---------- RECORDS PROVIDED
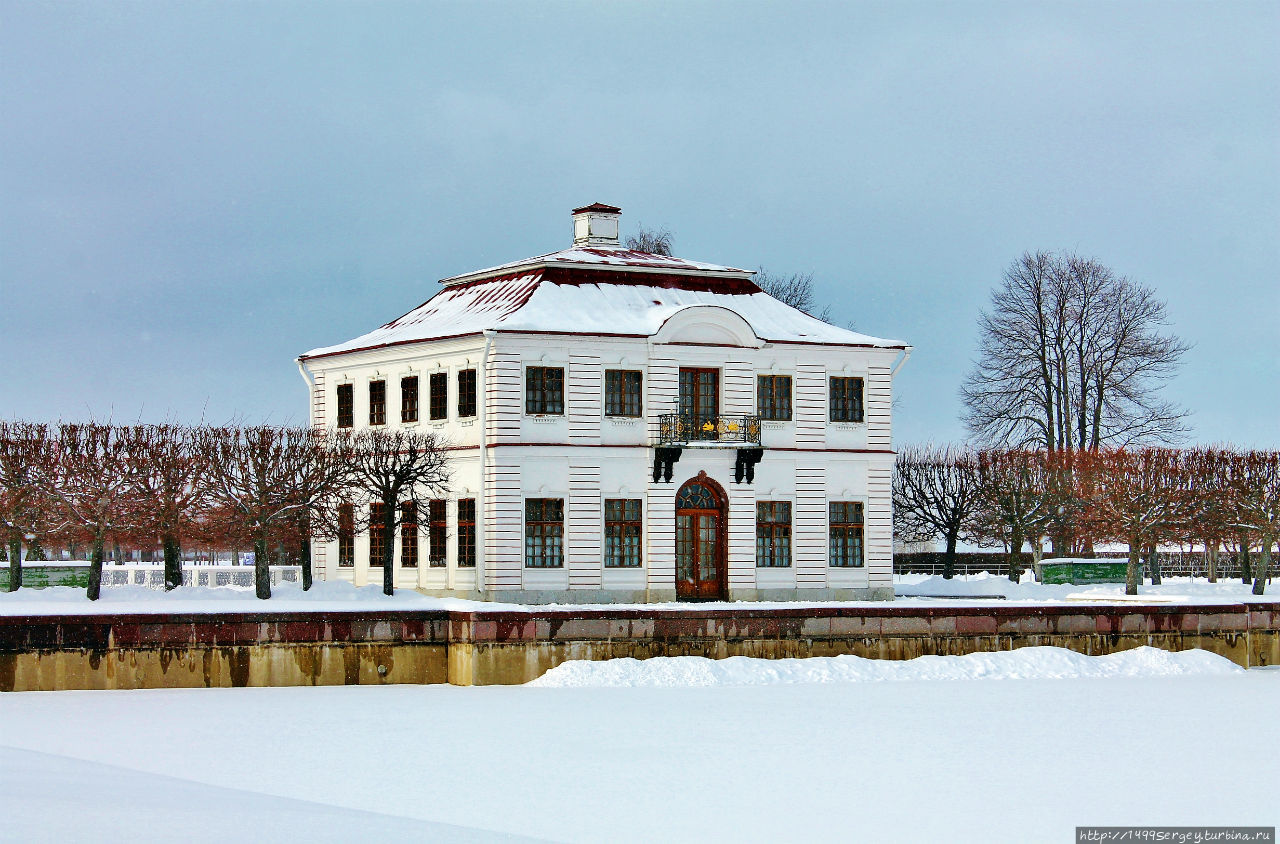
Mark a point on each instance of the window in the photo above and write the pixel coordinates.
(846, 533)
(544, 389)
(376, 402)
(346, 406)
(408, 534)
(466, 393)
(622, 392)
(376, 534)
(622, 532)
(439, 396)
(467, 532)
(773, 534)
(544, 533)
(846, 400)
(408, 398)
(435, 532)
(346, 534)
(773, 397)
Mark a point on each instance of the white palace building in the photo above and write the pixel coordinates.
(626, 427)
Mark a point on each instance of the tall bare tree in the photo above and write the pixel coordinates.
(1072, 356)
(393, 468)
(936, 497)
(652, 241)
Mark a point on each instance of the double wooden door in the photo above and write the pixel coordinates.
(700, 573)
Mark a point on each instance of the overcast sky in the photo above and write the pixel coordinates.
(191, 195)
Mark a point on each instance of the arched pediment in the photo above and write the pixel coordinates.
(709, 324)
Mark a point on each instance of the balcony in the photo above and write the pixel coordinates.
(731, 430)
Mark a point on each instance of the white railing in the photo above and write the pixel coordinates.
(151, 575)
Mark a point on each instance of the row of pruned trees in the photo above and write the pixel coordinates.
(1139, 497)
(228, 486)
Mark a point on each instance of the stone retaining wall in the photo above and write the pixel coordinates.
(481, 648)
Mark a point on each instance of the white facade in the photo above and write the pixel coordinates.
(599, 308)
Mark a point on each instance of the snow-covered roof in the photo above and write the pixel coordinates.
(602, 292)
(589, 256)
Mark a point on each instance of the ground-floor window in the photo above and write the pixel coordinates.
(846, 533)
(435, 532)
(346, 535)
(467, 532)
(376, 533)
(544, 533)
(773, 534)
(408, 534)
(622, 533)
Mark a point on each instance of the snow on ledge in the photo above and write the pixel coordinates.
(1023, 664)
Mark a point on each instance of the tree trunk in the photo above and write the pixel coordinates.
(261, 569)
(1015, 556)
(1130, 576)
(388, 547)
(1260, 582)
(14, 562)
(172, 562)
(95, 570)
(305, 559)
(949, 557)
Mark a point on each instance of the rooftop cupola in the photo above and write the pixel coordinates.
(597, 224)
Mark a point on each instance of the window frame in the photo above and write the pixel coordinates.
(849, 530)
(378, 407)
(851, 407)
(408, 534)
(438, 396)
(346, 535)
(618, 402)
(549, 551)
(536, 404)
(376, 541)
(466, 535)
(408, 398)
(437, 533)
(618, 552)
(346, 409)
(467, 395)
(769, 404)
(773, 546)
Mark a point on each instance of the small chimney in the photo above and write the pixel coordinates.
(597, 226)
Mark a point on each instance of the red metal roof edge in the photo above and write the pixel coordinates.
(598, 206)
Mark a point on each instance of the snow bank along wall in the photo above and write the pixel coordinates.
(494, 647)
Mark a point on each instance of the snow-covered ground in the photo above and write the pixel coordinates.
(337, 597)
(762, 758)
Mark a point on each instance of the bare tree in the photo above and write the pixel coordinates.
(391, 469)
(173, 488)
(936, 497)
(795, 290)
(94, 473)
(255, 475)
(1137, 497)
(24, 509)
(1255, 479)
(652, 241)
(1072, 357)
(1014, 495)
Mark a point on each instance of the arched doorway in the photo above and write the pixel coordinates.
(700, 548)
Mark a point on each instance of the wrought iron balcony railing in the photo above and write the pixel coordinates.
(688, 429)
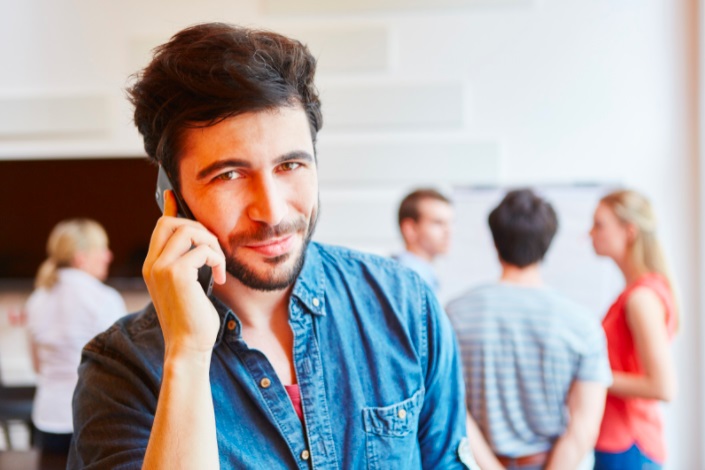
--------------------
[ASSIGNMENT]:
Each line of the data should be quoted exactly, with pictures left out.

[WRITTEN SOLUTION]:
Mark a point on each instance of the window in the photo above and write the pixel coordinates.
(846, 533)
(544, 389)
(376, 402)
(346, 406)
(408, 534)
(466, 393)
(622, 392)
(376, 534)
(622, 532)
(439, 396)
(467, 532)
(773, 534)
(544, 533)
(846, 400)
(408, 398)
(435, 532)
(346, 534)
(773, 397)
Mark a point on each instance of the white palace building in the photo above and write the pixel coordinates.
(626, 427)
Mark a point on each instance of the tall bare tree in the photo above and write the pixel coordinates.
(1072, 356)
(393, 468)
(936, 497)
(652, 241)
Mark a point on each instance of the double wooden door in the photo above and write the pixel coordinates.
(700, 573)
Mark a point on each instance of the overcast sky in the photo above and write the pixel coordinates.
(191, 195)
Mark a point on each instance of the arched pediment in the photo above and write the pixel coordinates.
(709, 324)
Mark a point on each instance of the balcony in the photo above and write the pixel coordinates.
(731, 430)
Mark a point on each instance of the white railing in the photo above and write the pixel coordinates.
(151, 575)
Mark a point on each instance of the row of pruned trees in the photo above and write the pixel coordinates.
(1139, 497)
(228, 486)
Mark a point on each instance of the stone retaining wall in the photo above and write the pixel coordinates.
(481, 648)
Mark a point on each instance of the white facade in the photo above and write the pixel coordinates.
(599, 308)
Mark a point on each instance of the snow-covered roof in the photo above and write the pixel coordinates.
(602, 292)
(589, 256)
Mark a point on each instance of the ground-floor window in the photo above and write the pixel coordinates.
(846, 533)
(435, 532)
(346, 535)
(467, 532)
(376, 533)
(544, 533)
(773, 534)
(408, 534)
(622, 533)
Mark a point on each instance of the snow on ledge in the photo above and write the pixel coordinates.
(1023, 664)
Mark a point on each instance of the tree trunk in the photo above and write the pixel coordinates.
(261, 569)
(1015, 556)
(1130, 576)
(388, 547)
(1260, 582)
(14, 562)
(172, 562)
(95, 570)
(305, 559)
(949, 557)
Mark a point on each instance of the rooftop cupola in the photo above and write the pixel coordinates.
(597, 224)
Mark a point on each instance of the window frame in the photo above and write the pixel coordinates.
(849, 530)
(378, 407)
(851, 407)
(408, 534)
(438, 396)
(346, 535)
(618, 402)
(549, 551)
(536, 404)
(376, 541)
(466, 535)
(408, 398)
(437, 533)
(618, 552)
(346, 409)
(467, 395)
(769, 404)
(773, 546)
Mark a point on each instance of the small chimney in the photo above and write the pixel coordinates.
(597, 226)
Mark a point on each instance of the red metal roof edge in the photo above and write the pixel coordinates.
(598, 206)
Mark a point on each instance of the snow bank along wall in the photo above and write the pixel coordinates.
(494, 647)
Mark a point on each instance of the snow-covered ground in the photo above and write the pixel coordinates.
(337, 597)
(762, 758)
Mark a point on each instance of the bare tree in the photo above and write the pixel coordinates.
(391, 469)
(173, 488)
(936, 497)
(795, 290)
(94, 473)
(255, 475)
(1137, 497)
(24, 509)
(1255, 479)
(652, 241)
(1072, 357)
(1014, 495)
Mark a point on each instance of the arched doorway in the photo above and write the pixel coordinates.
(700, 548)
Mark a point on each instance of the wrought iron balcony railing in the photo above and write the pixel coordinates.
(688, 429)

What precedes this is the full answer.